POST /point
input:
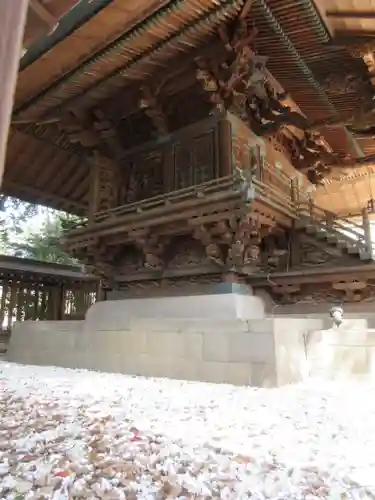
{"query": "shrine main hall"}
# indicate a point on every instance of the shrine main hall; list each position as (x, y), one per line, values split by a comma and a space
(221, 158)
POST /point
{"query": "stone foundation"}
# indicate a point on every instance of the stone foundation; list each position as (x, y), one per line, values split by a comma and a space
(209, 339)
(223, 338)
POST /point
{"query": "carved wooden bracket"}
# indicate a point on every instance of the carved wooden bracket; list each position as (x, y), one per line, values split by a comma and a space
(232, 244)
(286, 292)
(243, 85)
(153, 247)
(108, 133)
(79, 129)
(152, 107)
(352, 289)
(104, 184)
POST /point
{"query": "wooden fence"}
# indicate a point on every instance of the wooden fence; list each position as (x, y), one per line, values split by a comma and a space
(32, 290)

**Problem to solve:** A copy of each line in the data above that holds the string "query" is needed.

**Your response:**
{"query": "shrine main hall"}
{"query": "stone foundation"}
{"query": "carved wooden bracket"}
{"query": "wooden fence"}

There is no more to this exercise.